### GOAL OF THE EXERCISE
Extract each line of the data below that contains the string "tire", and copy those lines out unchanged.

### ENTRIES PROVIDED

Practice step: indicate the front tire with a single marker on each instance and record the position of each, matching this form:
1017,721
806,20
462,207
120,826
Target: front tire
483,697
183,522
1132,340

==

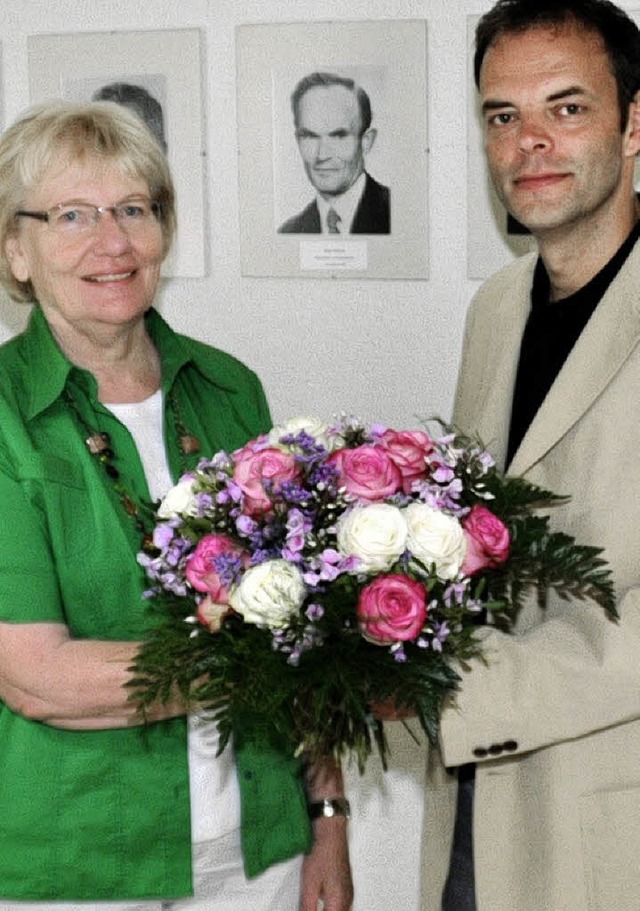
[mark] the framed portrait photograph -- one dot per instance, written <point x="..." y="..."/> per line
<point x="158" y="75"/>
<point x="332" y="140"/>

...

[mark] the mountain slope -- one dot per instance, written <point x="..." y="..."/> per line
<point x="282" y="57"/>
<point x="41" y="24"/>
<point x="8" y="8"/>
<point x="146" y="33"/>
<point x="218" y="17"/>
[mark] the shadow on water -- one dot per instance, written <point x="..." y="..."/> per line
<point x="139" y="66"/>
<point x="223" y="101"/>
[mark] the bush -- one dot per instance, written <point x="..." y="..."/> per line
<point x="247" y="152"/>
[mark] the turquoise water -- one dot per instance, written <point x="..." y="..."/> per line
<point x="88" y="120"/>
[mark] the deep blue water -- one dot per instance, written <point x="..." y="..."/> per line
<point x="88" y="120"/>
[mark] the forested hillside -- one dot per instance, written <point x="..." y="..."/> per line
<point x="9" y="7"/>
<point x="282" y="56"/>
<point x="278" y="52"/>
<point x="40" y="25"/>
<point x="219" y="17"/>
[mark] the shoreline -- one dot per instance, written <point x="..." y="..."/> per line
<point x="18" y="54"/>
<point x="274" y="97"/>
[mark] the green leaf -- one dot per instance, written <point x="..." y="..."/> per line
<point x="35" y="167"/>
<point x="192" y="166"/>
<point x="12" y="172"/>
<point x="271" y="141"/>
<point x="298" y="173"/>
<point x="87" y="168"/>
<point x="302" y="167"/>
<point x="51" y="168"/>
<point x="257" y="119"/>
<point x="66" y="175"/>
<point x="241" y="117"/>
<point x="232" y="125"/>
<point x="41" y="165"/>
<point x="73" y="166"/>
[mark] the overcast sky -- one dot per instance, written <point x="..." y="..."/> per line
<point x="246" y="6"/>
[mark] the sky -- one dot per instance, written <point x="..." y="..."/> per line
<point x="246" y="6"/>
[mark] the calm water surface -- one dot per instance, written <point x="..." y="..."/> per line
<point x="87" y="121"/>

### SOLUTION
Practice step: indicate the front tire with a single marker on each instance and record the position of each, matching this form:
Target: front tire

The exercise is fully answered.